[Exercise instructions] Format the material below as a JSON list of strings, one string per line, skipping any blank lines. Leave the pictures out of the answer.

** Start of Source material **

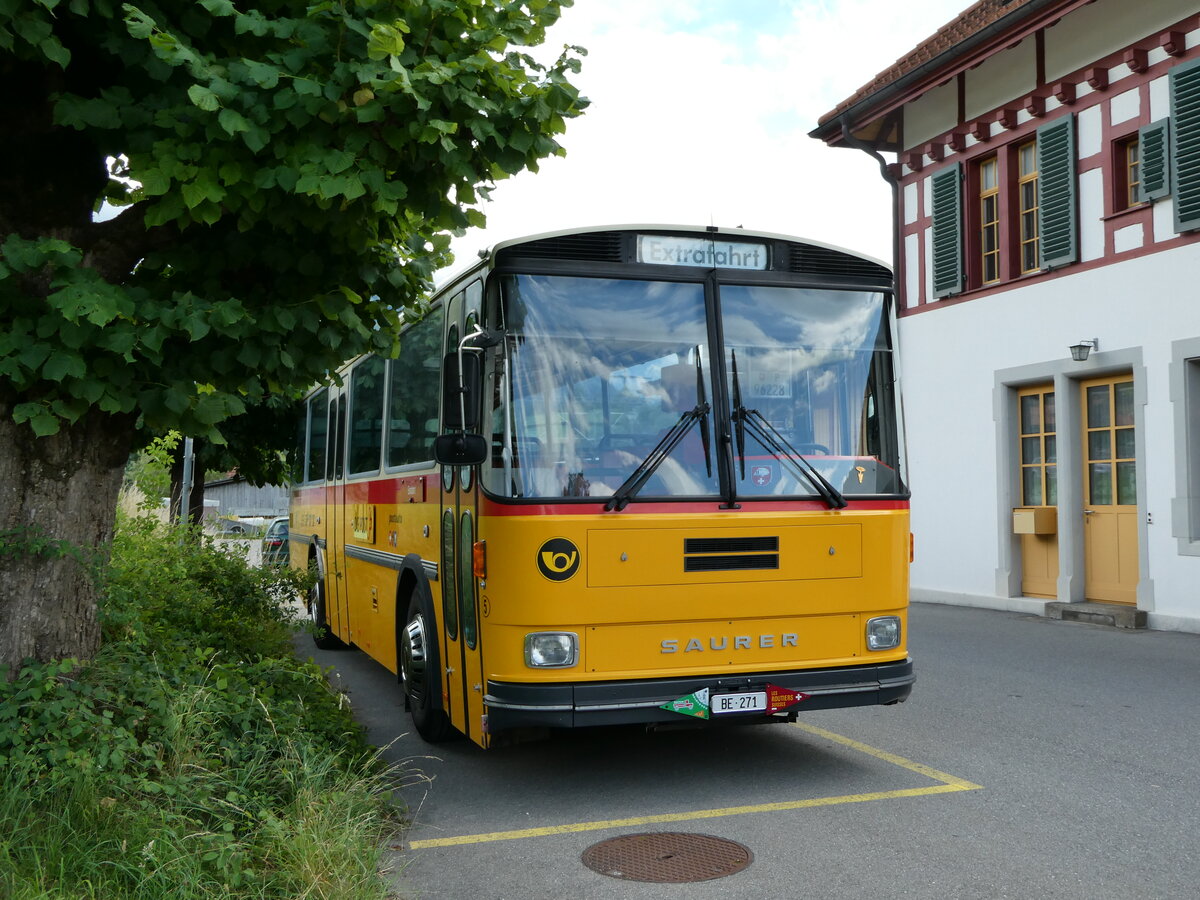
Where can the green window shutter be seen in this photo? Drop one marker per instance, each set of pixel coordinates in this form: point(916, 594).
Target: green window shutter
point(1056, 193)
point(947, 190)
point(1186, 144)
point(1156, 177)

** End of Source material **

[Task output]
[
  "Where can the green window shutter be seen in this photo? Drop one marker per instance, each set of pixel coordinates in this form: point(916, 594).",
  "Target: green window shutter",
  "point(1056, 193)",
  "point(947, 190)",
  "point(1186, 144)",
  "point(1156, 177)"
]